Could you retype exactly the lines running from the line with "Where can you spot the glass" to the end of the data, both included, and nothing else?

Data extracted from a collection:
--------------------------------
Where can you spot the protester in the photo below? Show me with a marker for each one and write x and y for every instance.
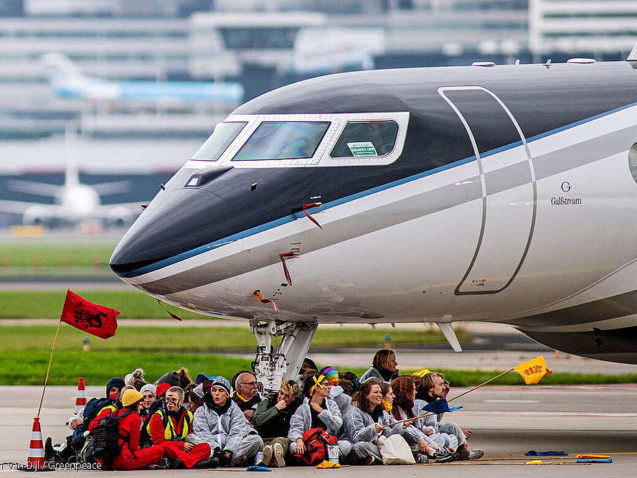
(148, 392)
(222, 425)
(173, 427)
(194, 397)
(79, 423)
(177, 378)
(367, 421)
(383, 367)
(136, 379)
(316, 411)
(272, 421)
(424, 447)
(435, 389)
(131, 456)
(246, 395)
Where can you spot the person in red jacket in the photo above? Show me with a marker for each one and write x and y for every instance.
(132, 457)
(172, 428)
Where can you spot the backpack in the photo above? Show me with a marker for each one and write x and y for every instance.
(106, 437)
(316, 446)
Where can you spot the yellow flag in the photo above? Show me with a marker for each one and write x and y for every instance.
(533, 370)
(422, 372)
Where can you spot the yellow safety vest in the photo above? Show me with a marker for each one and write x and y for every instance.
(169, 432)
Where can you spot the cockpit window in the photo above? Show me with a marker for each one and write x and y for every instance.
(283, 140)
(219, 140)
(366, 138)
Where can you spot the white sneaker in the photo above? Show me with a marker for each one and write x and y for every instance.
(279, 459)
(266, 455)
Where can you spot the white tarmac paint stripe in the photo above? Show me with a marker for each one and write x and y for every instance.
(554, 414)
(511, 401)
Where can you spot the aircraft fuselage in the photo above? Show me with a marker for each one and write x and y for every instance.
(507, 195)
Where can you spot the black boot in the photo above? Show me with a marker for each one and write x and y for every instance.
(49, 451)
(209, 463)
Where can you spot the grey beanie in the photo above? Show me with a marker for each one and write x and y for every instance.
(149, 387)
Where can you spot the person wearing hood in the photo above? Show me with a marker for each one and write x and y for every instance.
(173, 427)
(80, 421)
(367, 421)
(246, 395)
(344, 402)
(131, 456)
(436, 388)
(318, 410)
(221, 424)
(383, 367)
(423, 443)
(272, 421)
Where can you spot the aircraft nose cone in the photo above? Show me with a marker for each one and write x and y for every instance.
(175, 223)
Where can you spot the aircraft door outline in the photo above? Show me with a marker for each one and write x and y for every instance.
(488, 278)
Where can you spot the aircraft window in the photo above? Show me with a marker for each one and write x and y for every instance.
(366, 138)
(283, 140)
(632, 161)
(219, 140)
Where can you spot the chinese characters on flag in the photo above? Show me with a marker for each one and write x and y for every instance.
(91, 318)
(533, 370)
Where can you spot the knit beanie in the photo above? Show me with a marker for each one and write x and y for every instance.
(222, 382)
(171, 378)
(149, 387)
(161, 389)
(115, 382)
(131, 397)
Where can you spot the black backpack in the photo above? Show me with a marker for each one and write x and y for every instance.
(106, 437)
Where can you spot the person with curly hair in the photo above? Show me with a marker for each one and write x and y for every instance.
(383, 367)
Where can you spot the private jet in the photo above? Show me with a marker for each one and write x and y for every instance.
(482, 193)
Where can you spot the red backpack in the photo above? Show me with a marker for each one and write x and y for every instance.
(316, 441)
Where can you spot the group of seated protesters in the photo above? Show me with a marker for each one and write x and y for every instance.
(212, 422)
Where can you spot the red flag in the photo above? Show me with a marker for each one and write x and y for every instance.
(92, 318)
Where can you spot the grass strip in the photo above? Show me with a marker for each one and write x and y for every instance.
(34, 254)
(184, 339)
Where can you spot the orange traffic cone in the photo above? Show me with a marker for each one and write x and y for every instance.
(35, 460)
(80, 397)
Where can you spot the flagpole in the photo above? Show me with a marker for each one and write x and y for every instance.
(451, 399)
(46, 380)
(481, 385)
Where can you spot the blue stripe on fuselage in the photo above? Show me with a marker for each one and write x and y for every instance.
(288, 219)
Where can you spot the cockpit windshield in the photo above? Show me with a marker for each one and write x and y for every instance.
(219, 140)
(283, 140)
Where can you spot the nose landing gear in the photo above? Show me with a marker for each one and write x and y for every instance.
(272, 367)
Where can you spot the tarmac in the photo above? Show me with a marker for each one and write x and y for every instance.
(507, 422)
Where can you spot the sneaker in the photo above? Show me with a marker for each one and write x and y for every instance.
(266, 455)
(366, 461)
(279, 458)
(462, 455)
(49, 451)
(445, 457)
(240, 461)
(209, 463)
(422, 458)
(176, 464)
(476, 454)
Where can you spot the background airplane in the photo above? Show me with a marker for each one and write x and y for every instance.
(69, 82)
(75, 203)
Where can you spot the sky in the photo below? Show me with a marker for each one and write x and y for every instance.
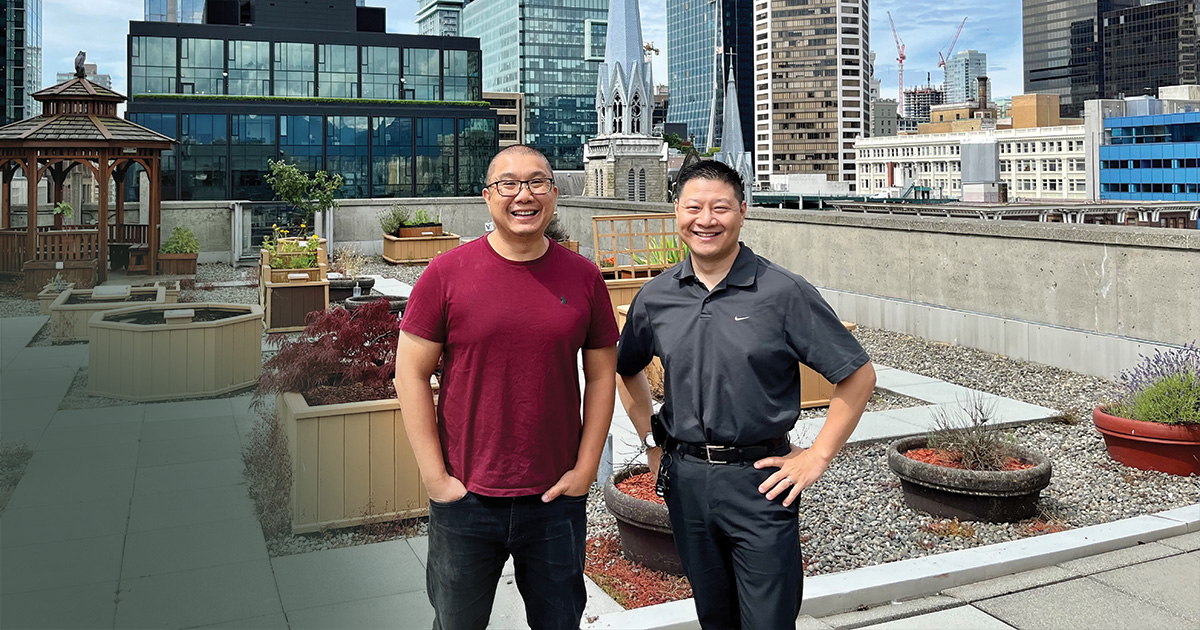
(993, 27)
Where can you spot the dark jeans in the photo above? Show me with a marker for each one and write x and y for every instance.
(742, 552)
(472, 538)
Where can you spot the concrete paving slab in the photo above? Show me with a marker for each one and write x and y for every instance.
(187, 450)
(1080, 604)
(61, 564)
(1119, 558)
(891, 611)
(76, 437)
(1011, 583)
(190, 507)
(402, 611)
(199, 597)
(1185, 543)
(181, 549)
(349, 574)
(90, 606)
(112, 485)
(960, 618)
(61, 521)
(195, 475)
(1162, 582)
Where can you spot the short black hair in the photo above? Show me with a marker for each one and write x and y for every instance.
(516, 149)
(714, 171)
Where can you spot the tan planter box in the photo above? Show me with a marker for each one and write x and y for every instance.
(46, 297)
(351, 463)
(286, 305)
(69, 322)
(166, 361)
(417, 250)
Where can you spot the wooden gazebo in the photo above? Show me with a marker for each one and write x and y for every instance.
(78, 125)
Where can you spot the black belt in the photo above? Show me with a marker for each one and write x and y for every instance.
(720, 454)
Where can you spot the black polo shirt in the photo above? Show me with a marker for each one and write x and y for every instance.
(732, 354)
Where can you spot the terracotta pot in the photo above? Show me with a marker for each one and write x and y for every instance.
(643, 526)
(991, 496)
(1173, 449)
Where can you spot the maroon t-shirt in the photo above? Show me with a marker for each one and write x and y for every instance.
(509, 407)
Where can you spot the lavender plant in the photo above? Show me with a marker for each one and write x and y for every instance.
(1162, 388)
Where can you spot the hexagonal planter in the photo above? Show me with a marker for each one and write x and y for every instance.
(142, 353)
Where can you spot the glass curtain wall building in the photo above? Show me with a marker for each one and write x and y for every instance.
(705, 40)
(396, 115)
(550, 51)
(22, 70)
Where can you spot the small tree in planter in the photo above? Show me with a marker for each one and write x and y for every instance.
(1155, 425)
(337, 419)
(178, 255)
(967, 469)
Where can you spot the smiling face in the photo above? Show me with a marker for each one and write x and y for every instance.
(525, 216)
(709, 219)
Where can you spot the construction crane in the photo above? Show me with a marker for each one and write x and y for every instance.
(941, 58)
(900, 58)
--------------------------------
## [Answer to this exercise]
Where can you spot the glass curtain wall building in the photo above? Show me with a marker for each one and write x and y for every instance.
(705, 40)
(396, 115)
(550, 51)
(22, 70)
Where can you spot the small tree in planter in the photo above? Show me with a marker for each one and write x and y for every instance.
(1155, 425)
(337, 419)
(178, 255)
(967, 469)
Where can you spot the smiling face in the photo above? Show me with a marker for each one and write x and y for every instance.
(525, 216)
(709, 219)
Where can you spot the construction crane in the photo above? Show me with a marker for each one and write x and y for every instance.
(941, 58)
(900, 58)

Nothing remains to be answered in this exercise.